Excerpt from a dataset:
--*--

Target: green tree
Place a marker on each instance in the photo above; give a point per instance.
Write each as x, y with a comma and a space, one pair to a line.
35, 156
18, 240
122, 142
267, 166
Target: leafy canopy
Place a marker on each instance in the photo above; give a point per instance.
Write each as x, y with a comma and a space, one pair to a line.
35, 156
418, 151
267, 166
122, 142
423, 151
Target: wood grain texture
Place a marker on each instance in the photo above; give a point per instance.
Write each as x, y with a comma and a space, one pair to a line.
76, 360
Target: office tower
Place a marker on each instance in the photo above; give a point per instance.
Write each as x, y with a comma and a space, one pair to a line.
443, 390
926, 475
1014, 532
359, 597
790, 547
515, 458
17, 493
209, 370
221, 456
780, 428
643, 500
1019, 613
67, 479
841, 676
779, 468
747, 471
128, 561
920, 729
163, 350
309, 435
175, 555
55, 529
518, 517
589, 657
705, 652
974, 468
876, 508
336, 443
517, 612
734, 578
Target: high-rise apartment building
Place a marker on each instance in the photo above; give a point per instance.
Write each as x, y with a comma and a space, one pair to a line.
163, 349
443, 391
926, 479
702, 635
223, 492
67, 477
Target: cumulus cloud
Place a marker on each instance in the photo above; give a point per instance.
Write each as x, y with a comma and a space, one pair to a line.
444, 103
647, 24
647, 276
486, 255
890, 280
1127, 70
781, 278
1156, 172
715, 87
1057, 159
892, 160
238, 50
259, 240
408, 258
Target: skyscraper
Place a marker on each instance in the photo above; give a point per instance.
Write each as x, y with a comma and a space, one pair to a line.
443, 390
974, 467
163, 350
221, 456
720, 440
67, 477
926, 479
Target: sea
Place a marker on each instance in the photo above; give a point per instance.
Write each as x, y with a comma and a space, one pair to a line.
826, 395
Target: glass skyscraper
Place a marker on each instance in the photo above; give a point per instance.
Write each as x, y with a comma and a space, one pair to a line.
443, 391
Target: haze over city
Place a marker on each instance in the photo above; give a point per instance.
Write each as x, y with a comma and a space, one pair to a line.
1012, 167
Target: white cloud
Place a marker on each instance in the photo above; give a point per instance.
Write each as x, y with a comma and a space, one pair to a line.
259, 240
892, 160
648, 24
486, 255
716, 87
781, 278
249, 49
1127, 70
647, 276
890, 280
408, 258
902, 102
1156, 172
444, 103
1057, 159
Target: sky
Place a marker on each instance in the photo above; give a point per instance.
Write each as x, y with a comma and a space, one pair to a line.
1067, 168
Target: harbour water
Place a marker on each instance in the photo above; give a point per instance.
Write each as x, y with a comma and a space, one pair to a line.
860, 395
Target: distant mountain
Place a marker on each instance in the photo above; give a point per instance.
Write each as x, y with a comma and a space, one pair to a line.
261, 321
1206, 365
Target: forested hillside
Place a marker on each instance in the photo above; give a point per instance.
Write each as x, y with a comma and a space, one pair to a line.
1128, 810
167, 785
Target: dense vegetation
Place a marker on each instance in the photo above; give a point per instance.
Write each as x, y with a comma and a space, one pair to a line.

--*--

**Short problem**: Starting with the line that contains "Target: harbour water" and continuing through the end of the records, reproduce those lines, requests included. Multiply every coordinate in the answers by 1.05 and round to whole numbers, with halves going up.

**Exercise response**:
Target: harbour water
Place a marker on each instance in the photo above; give a point per instance.
Write each as x, y with a comma and a space, one pair to a line.
903, 415
Target: distant mountain
Place a marker on each instance in the photo above; give a point per instance.
Write each as x, y with a comma and a space, one pair to a line.
274, 337
1266, 383
Target: forested hillside
Place a marker on each instance in the photo above; give a point per instance.
Write each as x, y with a comma and a space, one pair to a line.
1184, 851
175, 824
Target: dense vegetation
Place a marker on each instance in the photo above; give a point per instance.
Write each as x, y with a comma and a space, one pair to a line.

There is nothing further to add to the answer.